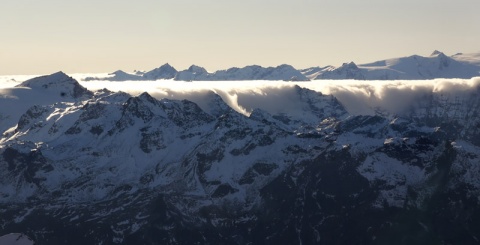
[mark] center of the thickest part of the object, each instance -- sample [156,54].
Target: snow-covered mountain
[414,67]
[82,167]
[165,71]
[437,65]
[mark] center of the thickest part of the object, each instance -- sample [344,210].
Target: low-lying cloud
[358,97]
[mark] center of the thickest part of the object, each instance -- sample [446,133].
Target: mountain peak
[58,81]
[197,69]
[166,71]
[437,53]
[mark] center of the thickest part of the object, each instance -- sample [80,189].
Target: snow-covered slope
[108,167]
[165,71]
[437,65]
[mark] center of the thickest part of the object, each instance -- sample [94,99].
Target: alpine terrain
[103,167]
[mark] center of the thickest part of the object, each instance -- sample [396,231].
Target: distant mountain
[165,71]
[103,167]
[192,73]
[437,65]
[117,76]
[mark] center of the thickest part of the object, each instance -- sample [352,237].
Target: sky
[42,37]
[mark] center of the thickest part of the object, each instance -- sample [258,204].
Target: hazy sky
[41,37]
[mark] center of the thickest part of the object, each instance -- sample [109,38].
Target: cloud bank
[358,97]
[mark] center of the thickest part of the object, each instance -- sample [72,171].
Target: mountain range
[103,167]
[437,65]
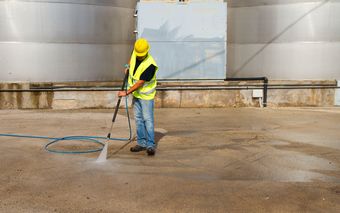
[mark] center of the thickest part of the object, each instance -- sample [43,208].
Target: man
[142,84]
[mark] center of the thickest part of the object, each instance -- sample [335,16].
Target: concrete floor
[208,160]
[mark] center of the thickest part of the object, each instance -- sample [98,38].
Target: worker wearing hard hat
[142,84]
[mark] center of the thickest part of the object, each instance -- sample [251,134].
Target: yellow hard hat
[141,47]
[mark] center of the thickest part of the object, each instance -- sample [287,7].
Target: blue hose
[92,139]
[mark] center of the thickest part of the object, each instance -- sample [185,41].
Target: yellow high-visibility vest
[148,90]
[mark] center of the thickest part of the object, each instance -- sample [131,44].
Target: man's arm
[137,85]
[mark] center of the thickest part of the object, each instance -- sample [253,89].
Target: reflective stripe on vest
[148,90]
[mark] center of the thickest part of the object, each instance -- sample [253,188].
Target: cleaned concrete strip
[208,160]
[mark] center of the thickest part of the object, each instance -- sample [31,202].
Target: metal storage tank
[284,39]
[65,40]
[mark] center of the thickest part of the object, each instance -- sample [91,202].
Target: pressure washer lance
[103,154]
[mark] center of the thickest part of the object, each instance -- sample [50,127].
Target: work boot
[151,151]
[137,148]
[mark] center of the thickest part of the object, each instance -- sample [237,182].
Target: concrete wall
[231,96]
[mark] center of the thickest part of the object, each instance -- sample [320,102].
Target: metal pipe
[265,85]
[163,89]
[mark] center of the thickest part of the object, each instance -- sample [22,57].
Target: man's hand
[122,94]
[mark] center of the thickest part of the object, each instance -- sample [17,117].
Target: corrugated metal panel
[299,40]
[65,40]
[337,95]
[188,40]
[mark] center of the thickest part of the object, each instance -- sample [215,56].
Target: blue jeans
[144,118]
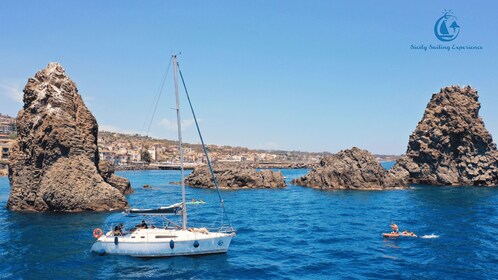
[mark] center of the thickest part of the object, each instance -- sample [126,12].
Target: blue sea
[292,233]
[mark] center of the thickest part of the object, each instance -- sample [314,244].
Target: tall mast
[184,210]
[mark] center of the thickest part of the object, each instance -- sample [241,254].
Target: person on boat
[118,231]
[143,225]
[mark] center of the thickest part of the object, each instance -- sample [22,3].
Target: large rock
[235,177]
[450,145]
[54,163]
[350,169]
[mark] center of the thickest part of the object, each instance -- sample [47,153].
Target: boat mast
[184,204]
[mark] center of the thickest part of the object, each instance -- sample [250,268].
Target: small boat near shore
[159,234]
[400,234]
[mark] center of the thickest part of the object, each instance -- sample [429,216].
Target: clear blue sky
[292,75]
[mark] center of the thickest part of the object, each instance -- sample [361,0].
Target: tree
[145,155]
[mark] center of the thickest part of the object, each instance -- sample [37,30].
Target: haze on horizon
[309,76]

==

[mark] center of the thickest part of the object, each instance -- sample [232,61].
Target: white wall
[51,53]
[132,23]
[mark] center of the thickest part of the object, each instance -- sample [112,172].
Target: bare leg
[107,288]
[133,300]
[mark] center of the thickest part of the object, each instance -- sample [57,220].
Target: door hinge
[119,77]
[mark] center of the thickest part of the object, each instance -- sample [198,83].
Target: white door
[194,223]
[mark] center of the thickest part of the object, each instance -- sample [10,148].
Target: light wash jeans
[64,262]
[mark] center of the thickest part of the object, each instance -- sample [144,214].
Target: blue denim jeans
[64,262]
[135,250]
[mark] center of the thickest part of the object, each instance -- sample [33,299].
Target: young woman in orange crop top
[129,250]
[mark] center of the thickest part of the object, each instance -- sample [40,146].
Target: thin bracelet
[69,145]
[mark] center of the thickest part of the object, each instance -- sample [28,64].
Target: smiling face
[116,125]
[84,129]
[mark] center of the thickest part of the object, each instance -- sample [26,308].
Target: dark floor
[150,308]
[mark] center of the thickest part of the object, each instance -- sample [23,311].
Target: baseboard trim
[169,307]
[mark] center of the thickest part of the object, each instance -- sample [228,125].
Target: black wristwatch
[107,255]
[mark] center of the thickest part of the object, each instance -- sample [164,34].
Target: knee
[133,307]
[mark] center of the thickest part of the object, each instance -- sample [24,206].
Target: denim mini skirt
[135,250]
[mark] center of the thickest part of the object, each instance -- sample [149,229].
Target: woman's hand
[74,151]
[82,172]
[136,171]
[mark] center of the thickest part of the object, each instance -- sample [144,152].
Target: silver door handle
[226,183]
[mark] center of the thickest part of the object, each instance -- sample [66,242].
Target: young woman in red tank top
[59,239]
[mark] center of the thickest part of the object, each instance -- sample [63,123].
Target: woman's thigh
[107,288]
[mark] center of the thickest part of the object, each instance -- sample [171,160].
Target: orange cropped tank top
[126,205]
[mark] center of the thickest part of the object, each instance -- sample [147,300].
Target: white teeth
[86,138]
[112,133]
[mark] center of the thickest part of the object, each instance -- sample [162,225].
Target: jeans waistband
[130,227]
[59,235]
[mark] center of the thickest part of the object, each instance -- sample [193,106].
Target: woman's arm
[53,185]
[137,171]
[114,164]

**Required task**
Pick out and copy every line in the records above that contains the word "white". Case counts.

**Written solution**
Target: white wall
Target: white door
Target: white teeth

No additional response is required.